*GIVEN TASK:*
Copy out the rows verbatim, beginning with the line that contains "For the scoring pass, find every instance of the canvas" and ending with the line that contains "[[474, 278], [483, 279], [111, 272], [585, 280]]", both included.

Pointing dataset records:
+===+

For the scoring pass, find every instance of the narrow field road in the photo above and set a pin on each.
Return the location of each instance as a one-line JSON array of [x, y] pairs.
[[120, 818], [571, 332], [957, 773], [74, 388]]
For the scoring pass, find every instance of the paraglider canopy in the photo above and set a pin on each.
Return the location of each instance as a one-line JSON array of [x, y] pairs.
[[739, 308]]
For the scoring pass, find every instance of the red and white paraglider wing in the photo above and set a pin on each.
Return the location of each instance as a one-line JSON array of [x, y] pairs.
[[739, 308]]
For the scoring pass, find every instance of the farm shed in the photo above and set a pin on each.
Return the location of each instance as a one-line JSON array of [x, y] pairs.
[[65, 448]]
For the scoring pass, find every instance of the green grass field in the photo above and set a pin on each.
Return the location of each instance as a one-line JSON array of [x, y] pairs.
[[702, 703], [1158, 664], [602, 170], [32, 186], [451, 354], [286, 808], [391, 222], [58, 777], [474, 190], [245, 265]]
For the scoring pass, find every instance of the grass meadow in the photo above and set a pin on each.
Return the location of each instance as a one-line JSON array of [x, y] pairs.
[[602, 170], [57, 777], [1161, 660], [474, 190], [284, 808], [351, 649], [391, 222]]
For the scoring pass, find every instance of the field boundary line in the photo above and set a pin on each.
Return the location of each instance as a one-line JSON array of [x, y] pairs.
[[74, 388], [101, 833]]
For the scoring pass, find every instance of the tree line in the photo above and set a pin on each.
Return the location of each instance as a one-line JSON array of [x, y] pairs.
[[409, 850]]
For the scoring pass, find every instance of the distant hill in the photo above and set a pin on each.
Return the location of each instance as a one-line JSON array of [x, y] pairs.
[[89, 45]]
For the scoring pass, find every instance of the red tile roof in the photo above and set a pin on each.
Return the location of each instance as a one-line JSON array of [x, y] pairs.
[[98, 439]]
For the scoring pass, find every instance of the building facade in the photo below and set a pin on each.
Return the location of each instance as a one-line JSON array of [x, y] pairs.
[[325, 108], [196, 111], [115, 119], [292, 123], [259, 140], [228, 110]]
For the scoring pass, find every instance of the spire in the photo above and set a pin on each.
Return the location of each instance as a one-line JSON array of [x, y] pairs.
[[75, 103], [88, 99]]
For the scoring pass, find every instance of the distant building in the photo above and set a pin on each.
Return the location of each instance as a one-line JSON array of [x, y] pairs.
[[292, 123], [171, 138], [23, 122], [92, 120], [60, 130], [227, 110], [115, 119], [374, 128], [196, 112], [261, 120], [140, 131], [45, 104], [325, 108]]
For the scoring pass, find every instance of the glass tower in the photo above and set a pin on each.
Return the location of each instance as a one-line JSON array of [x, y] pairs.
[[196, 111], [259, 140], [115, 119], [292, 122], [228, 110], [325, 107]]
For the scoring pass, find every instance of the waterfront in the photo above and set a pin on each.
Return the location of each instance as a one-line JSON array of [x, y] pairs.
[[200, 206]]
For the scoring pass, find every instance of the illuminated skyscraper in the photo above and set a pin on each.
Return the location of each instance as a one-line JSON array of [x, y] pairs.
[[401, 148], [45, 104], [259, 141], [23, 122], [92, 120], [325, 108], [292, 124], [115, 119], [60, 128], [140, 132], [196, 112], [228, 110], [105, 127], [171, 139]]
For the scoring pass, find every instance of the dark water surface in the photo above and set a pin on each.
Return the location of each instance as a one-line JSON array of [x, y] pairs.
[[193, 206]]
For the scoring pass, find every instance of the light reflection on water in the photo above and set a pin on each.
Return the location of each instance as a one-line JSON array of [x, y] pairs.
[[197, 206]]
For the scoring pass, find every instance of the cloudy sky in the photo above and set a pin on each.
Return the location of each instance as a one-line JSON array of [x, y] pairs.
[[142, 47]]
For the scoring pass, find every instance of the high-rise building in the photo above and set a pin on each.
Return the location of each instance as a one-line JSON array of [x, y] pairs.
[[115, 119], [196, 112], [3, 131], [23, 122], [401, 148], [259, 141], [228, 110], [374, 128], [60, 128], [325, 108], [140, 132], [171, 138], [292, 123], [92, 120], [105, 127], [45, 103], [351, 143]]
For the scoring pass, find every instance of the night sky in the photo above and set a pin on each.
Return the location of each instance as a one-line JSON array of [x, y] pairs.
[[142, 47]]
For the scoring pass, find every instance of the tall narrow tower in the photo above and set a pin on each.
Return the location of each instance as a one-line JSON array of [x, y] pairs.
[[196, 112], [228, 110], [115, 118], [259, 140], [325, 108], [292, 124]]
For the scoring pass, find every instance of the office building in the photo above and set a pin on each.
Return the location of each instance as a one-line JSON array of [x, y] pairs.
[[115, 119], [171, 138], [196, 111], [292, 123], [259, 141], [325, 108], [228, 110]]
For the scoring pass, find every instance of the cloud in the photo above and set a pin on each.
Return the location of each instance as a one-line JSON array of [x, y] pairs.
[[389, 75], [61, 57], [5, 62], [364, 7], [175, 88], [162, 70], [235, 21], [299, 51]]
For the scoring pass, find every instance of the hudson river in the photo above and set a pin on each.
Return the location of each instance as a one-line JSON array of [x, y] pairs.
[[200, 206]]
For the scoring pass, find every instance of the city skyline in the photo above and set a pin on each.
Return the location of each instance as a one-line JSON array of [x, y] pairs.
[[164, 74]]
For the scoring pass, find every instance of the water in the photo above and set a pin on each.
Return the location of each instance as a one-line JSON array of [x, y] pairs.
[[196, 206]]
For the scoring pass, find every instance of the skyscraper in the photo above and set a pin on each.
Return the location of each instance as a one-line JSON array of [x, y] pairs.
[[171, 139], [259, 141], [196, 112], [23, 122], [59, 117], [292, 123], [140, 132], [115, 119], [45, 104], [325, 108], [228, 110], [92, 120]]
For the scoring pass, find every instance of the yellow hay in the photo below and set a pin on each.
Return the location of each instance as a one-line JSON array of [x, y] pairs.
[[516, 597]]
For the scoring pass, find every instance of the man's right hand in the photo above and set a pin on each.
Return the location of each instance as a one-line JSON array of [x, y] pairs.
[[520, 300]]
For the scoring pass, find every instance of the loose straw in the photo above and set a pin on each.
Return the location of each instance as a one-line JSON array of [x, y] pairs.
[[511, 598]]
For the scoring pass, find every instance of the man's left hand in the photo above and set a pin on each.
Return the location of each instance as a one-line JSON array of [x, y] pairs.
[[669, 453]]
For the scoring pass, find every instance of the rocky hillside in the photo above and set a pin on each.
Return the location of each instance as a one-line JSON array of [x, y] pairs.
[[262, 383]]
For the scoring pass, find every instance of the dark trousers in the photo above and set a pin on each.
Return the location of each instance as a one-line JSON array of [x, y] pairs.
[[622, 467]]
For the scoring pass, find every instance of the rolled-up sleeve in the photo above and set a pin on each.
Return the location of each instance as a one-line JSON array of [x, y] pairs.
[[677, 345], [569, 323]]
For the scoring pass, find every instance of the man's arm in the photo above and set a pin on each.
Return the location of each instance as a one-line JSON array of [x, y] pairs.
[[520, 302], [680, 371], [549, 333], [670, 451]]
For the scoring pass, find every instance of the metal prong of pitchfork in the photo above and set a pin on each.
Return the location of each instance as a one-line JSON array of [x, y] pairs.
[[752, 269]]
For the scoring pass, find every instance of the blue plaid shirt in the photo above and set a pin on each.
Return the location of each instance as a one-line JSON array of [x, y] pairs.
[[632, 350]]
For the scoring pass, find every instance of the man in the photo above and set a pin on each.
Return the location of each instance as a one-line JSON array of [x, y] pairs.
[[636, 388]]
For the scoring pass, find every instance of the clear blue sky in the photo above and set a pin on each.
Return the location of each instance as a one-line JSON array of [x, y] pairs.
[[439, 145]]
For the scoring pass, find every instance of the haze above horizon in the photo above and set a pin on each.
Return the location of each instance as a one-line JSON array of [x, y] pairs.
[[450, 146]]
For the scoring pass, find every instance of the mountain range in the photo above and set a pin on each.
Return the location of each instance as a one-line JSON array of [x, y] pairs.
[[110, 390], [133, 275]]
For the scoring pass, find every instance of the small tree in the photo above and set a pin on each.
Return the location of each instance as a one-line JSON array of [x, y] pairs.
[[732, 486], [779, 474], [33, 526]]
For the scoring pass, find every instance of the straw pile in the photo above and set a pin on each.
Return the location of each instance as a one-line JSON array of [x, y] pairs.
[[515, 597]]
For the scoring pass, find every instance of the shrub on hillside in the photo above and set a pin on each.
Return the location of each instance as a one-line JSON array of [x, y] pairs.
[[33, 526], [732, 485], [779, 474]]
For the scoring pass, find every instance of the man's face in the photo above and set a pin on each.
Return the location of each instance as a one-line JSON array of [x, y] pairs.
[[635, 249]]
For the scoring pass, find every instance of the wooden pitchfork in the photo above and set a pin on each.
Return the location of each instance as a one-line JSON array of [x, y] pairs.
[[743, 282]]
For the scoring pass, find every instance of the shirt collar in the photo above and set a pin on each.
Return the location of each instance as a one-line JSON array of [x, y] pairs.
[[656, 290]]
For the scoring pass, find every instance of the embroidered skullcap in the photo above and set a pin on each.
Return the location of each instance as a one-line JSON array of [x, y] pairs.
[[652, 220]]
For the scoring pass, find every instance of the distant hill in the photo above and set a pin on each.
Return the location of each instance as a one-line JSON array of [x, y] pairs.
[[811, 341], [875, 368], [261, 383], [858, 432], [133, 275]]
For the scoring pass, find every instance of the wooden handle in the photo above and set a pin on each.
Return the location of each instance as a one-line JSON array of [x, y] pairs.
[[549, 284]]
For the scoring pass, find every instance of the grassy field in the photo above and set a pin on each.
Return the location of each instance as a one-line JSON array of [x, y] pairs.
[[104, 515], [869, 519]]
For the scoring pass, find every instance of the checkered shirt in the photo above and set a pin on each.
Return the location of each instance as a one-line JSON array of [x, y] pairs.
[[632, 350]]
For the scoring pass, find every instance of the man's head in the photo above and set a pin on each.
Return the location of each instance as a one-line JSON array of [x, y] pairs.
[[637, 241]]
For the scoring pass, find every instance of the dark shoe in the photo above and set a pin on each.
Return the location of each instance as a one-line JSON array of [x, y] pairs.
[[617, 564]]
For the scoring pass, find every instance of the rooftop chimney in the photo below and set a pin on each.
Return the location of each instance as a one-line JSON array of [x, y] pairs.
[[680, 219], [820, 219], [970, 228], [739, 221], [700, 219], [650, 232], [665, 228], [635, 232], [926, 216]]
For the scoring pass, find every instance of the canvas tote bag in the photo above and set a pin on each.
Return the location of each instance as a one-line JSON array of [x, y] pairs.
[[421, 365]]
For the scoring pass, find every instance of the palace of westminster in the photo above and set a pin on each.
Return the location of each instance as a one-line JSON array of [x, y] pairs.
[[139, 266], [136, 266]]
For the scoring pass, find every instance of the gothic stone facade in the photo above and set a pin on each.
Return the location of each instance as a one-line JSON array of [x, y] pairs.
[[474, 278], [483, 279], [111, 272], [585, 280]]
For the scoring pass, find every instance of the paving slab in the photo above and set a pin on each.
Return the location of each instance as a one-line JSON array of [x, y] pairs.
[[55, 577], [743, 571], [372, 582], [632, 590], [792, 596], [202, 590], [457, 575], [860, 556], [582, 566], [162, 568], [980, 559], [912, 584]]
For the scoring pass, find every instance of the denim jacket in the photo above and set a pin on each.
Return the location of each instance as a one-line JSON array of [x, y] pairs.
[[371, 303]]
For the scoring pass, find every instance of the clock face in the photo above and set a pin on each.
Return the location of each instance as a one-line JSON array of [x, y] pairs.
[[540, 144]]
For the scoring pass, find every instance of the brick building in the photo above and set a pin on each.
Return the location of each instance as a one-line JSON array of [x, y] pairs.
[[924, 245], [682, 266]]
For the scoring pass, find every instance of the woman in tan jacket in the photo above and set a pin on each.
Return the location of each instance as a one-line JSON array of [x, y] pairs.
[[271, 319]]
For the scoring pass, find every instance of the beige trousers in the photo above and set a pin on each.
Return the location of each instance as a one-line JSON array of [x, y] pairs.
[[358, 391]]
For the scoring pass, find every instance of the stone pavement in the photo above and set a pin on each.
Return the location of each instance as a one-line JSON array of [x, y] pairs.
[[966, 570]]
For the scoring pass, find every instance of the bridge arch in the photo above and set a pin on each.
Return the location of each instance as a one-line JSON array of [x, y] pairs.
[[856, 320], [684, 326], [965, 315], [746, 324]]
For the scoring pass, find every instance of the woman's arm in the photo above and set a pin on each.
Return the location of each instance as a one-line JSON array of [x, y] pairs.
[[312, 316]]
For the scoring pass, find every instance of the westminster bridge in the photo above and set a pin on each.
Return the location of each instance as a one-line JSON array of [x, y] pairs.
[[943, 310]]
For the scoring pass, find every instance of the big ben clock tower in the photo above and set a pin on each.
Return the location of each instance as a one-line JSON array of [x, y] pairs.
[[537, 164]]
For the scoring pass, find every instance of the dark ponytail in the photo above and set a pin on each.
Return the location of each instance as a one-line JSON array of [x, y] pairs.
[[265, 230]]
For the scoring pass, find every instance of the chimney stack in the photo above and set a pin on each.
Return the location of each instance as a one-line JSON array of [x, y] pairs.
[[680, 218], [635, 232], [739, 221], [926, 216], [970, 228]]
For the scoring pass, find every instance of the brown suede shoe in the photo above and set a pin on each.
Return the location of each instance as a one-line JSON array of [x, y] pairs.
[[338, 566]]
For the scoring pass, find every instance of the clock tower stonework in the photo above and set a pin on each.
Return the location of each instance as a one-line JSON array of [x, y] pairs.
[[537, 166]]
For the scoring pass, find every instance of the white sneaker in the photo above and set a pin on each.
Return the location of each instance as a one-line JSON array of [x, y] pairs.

+===+

*OUTPUT OF THE EXERCISE:*
For the scoring pass, find every instance of the canvas tote bag in the photo above and set a pin on each.
Return the location of each instance as a one-line JSON array of [x, y] pairs.
[[421, 365]]
For the scoring pass, find every instance of the palace of westminster in the photo above and set a pin on each.
Return the location of each instance as a one-line JSON array of [x, y] pairs.
[[139, 266], [136, 266]]
For the scoring pass, find every instance of the gothic stone facade in the photo above and set a pin on each.
Return the location of each instance as a one-line JSON array of [x, y] pairs.
[[474, 278], [483, 279], [111, 272], [585, 280]]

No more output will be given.